Deakin researchers say early warnings would prevent Thunderstorm Asthma events

Melbourne lays claim to the unwanted title of being the epicentre of Epidemic Thunderstorm Asthma (ETSA) worldwide, having experienced seven of the 26 recorded events.

The most disastrous of those occurred in November 2016, when hospital emergency departments were over-run with more than 10, 000 people needing treatment for acute asthma and respiratory distress, and first responders were also totally overwhelmed.

With an unusually warm but wet spring, and an anticipated hot but unsettled summer predicted, Deakin researchers got on the front foot and analysed the 2016 data in detail. Their recommendations on how to avoid a repeat of those tragic outcomes have been published in The perfect storm: temporal analysis of air during the world’s most deadly ETSA in Melbourne.

Associate Professor Cenk Suphioglu, Head of Deakin AirWATCH, said the first step is an urgent review of how pollen levels are monitored.

■ Supplied data
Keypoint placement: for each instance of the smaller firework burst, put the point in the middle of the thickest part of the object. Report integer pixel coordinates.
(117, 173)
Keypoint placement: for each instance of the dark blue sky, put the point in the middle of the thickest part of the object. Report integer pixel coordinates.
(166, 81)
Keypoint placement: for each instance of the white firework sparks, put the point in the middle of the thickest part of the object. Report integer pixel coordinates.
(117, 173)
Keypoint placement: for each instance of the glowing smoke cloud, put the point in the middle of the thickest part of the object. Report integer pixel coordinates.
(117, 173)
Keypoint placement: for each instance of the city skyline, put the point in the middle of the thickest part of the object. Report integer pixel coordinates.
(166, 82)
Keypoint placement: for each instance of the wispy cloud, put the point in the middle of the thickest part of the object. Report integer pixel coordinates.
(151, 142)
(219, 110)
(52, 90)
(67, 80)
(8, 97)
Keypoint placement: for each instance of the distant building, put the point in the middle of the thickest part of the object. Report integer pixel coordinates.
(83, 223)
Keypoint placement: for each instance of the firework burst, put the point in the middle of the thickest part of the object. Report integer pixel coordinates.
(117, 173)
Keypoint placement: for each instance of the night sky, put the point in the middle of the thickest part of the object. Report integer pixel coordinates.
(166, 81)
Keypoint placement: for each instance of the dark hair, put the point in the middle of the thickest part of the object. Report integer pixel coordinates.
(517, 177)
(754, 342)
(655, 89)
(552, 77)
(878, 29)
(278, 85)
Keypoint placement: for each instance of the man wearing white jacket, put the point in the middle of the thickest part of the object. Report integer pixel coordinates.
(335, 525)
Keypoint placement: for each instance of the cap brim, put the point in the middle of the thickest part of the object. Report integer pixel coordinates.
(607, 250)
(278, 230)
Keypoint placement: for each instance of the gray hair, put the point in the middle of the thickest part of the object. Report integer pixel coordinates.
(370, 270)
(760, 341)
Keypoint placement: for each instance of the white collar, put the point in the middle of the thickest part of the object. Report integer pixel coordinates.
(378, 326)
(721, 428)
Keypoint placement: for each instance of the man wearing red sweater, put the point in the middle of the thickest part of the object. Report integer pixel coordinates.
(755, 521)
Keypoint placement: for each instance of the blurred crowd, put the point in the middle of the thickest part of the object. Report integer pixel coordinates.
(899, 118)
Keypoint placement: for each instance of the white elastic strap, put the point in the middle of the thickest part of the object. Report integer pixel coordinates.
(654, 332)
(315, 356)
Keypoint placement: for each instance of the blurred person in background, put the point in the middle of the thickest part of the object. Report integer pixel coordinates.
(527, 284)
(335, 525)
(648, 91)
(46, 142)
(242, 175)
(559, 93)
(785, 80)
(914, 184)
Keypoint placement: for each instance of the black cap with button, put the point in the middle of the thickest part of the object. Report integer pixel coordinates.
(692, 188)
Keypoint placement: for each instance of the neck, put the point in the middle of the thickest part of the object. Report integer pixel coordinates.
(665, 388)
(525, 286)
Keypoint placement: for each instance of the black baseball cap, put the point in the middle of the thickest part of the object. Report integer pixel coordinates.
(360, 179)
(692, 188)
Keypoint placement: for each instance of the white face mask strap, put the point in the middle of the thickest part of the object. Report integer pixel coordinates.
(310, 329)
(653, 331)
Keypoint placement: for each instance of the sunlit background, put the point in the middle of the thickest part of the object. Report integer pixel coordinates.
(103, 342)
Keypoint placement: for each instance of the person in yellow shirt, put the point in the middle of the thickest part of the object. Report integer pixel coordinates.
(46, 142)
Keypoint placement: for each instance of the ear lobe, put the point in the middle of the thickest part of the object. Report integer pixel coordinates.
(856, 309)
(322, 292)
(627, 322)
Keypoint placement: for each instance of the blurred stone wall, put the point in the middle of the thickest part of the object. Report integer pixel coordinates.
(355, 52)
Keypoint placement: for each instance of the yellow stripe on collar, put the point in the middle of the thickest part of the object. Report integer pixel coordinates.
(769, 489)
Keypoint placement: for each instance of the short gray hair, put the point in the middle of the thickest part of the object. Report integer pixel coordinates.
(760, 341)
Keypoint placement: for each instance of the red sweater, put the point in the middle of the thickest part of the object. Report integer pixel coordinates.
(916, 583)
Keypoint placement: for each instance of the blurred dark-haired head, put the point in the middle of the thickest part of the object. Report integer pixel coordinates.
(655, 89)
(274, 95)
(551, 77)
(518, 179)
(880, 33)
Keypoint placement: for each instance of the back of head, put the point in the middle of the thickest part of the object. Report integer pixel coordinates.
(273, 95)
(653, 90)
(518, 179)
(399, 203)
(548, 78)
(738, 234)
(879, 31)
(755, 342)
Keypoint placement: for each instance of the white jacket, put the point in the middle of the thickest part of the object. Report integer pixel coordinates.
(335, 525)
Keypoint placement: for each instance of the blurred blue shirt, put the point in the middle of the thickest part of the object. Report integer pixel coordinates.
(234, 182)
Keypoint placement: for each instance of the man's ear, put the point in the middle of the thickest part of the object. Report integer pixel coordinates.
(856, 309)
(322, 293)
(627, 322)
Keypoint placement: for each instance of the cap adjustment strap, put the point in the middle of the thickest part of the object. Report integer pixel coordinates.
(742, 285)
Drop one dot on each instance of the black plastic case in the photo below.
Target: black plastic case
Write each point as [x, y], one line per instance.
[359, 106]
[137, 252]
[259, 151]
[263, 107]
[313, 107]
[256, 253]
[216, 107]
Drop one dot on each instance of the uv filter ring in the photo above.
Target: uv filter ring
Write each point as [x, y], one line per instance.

...

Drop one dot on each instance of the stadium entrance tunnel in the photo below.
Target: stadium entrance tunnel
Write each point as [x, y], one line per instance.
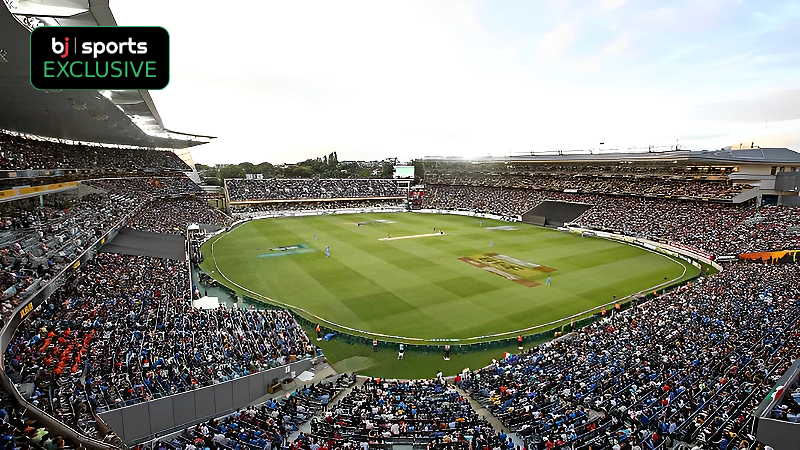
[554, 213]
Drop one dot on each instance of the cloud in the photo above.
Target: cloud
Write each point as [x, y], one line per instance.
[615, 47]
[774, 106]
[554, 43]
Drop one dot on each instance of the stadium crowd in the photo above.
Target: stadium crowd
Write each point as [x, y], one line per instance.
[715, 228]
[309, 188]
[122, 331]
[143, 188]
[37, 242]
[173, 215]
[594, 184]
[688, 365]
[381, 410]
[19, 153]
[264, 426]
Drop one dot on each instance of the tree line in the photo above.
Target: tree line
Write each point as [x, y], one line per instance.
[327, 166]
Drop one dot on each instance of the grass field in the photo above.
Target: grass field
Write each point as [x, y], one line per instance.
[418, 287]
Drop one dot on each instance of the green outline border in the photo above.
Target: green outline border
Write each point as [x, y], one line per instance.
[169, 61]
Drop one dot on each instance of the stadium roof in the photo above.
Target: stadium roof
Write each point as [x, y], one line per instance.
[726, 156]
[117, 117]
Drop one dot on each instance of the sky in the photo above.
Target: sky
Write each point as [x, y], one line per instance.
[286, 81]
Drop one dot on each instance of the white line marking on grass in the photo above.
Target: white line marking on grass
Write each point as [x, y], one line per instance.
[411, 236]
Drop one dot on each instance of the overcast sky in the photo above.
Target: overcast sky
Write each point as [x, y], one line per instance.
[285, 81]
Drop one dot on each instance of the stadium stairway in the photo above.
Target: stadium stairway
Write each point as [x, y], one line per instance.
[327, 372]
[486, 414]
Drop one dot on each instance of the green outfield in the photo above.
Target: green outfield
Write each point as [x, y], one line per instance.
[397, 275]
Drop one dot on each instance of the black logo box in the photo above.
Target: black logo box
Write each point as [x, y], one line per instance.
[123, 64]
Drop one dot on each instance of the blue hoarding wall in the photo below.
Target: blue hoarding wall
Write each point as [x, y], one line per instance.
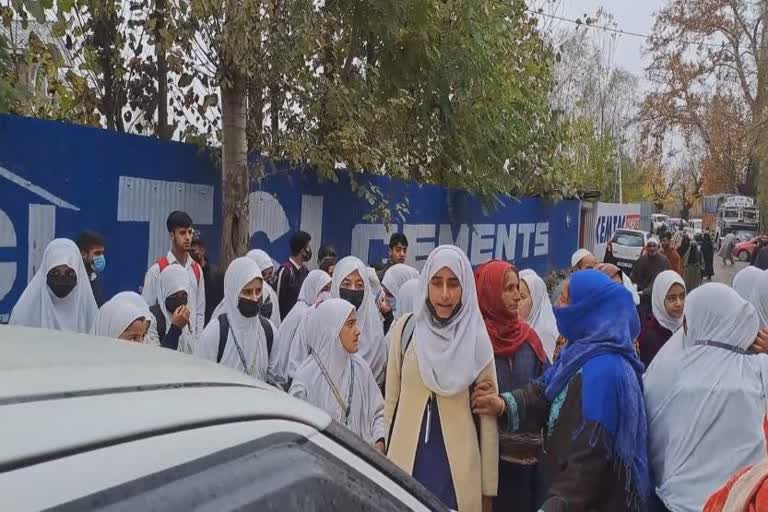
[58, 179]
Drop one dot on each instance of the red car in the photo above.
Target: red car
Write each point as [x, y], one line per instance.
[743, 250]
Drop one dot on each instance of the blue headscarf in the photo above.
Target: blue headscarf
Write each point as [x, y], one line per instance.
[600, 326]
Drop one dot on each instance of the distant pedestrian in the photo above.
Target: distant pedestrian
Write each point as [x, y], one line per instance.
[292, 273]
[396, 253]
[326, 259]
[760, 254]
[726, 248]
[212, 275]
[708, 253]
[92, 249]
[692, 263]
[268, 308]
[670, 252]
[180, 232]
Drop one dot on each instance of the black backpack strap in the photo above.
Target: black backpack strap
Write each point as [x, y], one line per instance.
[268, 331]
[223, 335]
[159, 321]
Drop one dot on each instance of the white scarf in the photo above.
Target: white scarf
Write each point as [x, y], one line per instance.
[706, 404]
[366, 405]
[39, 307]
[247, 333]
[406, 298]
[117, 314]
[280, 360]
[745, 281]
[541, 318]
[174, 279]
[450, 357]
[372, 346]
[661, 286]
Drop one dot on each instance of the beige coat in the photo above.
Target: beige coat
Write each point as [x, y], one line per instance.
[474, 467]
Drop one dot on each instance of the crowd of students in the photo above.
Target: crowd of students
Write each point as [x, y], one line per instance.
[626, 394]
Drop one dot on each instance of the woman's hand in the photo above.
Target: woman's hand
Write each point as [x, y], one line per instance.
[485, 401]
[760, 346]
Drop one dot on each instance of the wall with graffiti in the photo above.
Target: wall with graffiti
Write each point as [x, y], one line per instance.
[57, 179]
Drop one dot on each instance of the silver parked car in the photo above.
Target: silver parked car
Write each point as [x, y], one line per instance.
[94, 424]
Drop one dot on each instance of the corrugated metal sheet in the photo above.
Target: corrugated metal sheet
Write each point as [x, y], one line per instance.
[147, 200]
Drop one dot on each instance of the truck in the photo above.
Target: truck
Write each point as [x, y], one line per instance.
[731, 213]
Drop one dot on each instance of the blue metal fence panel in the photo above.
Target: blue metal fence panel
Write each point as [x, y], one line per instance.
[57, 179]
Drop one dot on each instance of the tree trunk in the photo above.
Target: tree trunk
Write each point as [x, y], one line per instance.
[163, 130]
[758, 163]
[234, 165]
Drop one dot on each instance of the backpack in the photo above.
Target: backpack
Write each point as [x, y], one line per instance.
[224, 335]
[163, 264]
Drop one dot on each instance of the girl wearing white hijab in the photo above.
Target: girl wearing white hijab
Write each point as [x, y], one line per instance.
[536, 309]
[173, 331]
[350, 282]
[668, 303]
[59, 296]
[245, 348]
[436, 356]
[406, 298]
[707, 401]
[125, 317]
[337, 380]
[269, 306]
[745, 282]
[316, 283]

■ The task
Reproduce the passage of the Thunderstorm Asthma article starting at "Deakin researchers say" and ending at "also totally overwhelmed.", renaming "hospital emergency departments" as "emergency wards". Rely solely on the text about Thunderstorm Asthma for what comes next.

■ Expected output
Deakin researchers say early warnings would prevent Thunderstorm Asthma events

Melbourne lays claim to the unwanted title of being the epicentre of Epidemic Thunderstorm Asthma (ETSA) worldwide, having experienced seven of the 26 recorded events.

The most disastrous of those occurred in November 2016, when emergency wards were over-run with more than 10, 000 people needing treatment for acute asthma and respiratory distress, and first responders were also totally overwhelmed.